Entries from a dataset
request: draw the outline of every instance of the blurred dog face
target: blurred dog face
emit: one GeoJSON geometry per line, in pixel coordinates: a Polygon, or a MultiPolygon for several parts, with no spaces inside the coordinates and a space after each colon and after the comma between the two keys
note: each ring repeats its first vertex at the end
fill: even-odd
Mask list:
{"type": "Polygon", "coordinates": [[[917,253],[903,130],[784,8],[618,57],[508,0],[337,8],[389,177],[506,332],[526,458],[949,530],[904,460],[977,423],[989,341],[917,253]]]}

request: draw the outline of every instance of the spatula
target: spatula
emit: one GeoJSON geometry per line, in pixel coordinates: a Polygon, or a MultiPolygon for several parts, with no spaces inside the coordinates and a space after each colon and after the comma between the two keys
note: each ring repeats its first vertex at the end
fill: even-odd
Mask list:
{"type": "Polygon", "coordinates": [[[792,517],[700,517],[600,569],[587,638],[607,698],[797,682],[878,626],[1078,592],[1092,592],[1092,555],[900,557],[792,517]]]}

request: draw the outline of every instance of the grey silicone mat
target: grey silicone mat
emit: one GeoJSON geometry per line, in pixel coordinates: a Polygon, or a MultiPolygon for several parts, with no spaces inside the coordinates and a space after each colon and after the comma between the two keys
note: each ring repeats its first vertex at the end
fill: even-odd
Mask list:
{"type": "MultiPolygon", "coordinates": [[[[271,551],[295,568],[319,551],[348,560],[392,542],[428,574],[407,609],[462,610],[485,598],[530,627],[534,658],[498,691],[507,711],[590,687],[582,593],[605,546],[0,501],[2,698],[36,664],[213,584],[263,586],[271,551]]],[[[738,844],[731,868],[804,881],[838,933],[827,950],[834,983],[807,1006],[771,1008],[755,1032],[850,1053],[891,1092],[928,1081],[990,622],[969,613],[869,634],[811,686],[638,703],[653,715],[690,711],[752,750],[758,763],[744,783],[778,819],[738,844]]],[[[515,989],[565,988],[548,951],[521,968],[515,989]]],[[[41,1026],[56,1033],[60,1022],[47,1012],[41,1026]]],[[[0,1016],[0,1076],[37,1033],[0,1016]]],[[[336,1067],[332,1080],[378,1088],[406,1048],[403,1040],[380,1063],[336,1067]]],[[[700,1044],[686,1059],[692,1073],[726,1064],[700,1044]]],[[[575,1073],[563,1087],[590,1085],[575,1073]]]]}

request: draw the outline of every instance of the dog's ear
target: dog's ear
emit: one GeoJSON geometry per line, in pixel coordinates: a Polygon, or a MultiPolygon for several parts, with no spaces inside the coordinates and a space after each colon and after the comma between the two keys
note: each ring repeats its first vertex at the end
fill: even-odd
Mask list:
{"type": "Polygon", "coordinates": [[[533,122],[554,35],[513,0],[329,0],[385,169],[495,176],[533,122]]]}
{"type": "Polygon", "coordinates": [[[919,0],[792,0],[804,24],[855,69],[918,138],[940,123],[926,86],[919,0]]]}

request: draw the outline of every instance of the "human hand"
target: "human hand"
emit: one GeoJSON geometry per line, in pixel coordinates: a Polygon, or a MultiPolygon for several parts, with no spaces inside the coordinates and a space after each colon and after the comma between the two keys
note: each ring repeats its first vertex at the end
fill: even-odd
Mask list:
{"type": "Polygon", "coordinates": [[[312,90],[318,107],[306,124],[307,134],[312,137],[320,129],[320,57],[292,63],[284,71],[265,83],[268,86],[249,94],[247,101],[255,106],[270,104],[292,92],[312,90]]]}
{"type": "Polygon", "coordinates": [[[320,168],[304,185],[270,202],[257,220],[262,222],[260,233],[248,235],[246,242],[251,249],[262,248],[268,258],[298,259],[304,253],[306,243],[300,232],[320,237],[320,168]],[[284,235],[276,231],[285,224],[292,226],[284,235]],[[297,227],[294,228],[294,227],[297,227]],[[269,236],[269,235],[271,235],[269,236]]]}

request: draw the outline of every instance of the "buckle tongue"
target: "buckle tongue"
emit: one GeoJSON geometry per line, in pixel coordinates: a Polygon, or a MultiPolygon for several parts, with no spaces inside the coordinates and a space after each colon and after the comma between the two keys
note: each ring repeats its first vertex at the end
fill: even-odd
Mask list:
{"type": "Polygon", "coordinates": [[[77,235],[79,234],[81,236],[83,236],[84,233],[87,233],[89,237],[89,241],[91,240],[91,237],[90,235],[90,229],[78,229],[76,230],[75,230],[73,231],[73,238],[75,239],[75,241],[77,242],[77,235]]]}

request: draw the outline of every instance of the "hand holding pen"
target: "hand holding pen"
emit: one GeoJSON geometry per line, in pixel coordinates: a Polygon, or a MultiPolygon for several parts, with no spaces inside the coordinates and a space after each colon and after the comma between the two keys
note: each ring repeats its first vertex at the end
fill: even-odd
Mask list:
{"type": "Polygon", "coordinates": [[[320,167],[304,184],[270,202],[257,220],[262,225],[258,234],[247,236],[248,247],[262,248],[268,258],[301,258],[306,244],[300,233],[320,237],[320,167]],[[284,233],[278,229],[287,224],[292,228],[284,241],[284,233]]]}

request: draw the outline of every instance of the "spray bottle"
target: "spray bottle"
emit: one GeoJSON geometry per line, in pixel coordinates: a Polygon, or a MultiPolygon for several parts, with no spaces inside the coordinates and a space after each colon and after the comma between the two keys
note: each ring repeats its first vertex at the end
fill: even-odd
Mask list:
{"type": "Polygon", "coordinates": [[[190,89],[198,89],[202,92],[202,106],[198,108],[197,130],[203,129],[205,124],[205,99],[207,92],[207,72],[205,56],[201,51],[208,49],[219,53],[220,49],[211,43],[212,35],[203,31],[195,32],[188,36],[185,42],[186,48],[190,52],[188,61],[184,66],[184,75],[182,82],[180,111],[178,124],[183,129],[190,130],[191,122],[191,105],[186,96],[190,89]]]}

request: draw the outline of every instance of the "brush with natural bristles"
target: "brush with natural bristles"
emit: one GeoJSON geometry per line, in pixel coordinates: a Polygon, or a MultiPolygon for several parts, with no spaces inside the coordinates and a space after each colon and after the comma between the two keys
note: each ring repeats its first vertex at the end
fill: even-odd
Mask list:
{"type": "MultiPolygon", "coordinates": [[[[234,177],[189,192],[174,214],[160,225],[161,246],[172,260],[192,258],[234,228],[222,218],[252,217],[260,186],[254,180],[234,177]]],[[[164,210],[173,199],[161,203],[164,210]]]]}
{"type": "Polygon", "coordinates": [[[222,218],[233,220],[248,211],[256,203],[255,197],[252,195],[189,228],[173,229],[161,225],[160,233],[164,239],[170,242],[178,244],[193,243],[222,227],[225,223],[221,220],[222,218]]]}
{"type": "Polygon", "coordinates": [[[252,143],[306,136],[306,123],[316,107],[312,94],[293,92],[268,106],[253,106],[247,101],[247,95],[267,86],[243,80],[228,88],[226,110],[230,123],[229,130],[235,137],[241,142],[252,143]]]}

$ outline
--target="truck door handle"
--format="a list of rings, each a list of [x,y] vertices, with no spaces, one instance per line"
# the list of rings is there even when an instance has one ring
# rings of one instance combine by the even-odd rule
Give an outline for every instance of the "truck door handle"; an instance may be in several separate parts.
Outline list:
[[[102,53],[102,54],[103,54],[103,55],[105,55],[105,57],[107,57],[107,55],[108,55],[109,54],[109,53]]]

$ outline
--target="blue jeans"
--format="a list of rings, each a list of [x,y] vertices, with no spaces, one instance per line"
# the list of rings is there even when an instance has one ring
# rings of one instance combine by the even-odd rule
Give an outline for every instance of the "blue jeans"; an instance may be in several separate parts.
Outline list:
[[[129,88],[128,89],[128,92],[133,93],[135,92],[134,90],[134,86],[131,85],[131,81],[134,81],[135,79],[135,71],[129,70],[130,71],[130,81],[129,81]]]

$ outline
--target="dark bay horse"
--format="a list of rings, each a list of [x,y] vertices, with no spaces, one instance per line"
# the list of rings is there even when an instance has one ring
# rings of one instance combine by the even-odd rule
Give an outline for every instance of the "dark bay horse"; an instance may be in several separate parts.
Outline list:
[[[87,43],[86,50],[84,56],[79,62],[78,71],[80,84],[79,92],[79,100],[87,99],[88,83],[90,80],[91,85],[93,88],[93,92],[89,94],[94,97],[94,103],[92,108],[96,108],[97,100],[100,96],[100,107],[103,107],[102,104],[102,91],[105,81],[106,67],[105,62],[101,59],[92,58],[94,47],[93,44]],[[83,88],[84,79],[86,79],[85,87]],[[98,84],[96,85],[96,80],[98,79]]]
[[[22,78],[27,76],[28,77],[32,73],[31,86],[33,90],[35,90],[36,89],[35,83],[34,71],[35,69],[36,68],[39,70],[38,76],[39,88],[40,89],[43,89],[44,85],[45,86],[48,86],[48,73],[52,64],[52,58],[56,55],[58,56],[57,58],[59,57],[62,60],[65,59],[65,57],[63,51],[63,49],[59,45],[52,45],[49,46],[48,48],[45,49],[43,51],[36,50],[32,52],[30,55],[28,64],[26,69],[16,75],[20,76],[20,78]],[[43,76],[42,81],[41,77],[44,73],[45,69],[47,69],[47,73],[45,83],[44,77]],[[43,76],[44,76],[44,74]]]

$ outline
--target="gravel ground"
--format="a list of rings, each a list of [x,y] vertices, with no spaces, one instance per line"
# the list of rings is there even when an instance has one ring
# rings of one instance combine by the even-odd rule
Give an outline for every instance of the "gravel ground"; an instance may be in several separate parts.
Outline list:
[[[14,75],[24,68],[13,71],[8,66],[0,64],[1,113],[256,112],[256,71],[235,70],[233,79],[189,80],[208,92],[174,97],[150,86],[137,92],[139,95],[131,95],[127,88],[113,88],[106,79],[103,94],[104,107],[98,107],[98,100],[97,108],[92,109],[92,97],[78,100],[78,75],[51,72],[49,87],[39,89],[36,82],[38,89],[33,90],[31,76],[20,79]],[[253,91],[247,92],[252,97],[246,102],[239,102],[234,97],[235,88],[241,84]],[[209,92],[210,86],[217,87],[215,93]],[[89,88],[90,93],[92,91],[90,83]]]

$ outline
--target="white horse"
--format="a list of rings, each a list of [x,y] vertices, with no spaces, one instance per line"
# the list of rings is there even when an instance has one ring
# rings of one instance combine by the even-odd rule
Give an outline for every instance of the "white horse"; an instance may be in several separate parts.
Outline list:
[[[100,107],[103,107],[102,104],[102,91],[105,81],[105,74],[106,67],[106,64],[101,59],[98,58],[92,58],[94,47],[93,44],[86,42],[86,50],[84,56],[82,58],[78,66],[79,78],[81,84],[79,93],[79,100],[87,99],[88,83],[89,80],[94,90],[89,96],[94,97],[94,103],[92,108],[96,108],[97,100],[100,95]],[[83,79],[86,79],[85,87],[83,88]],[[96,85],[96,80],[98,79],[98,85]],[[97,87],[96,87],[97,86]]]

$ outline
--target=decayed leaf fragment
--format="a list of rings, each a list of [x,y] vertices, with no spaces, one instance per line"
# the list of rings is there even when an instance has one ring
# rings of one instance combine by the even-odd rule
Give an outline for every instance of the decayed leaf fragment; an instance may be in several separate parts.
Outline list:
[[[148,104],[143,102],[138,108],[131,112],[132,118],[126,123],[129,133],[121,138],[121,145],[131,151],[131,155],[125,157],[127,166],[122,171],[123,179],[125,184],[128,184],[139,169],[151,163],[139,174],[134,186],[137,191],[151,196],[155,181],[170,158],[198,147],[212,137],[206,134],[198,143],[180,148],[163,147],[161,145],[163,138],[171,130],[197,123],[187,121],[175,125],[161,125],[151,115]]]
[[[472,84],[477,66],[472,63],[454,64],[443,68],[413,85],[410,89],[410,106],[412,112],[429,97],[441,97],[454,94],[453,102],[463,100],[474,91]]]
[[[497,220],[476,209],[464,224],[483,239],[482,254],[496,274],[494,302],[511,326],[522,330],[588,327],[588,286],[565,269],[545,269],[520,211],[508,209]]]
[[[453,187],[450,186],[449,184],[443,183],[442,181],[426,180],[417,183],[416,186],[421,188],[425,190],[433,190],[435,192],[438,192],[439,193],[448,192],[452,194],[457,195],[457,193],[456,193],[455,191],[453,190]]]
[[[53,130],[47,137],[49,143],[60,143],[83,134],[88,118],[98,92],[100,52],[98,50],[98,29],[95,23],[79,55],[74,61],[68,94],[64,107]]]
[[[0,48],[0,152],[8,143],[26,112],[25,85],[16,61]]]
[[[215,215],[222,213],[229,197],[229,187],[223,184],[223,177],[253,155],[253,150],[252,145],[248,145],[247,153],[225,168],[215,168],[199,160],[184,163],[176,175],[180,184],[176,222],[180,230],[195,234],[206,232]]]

**Task to carry out:**
Select and copy every line of the items above that contains the word "draw".

**Exercise output:**
request: draw the outline of every instance of the blurred dog face
request: draw the outline of every instance of the spatula
request: draw the outline of every instance of the grey silicone mat
request: draw the outline of every instance of the dog's ear
request: draw the outline of every instance of the "human hand"
request: draw the outline of every instance of the "buckle tongue"
request: draw the outline of every instance of the "hand holding pen"
request: draw the outline of every instance of the "spray bottle"
request: draw the outline of every instance of the "brush with natural bristles"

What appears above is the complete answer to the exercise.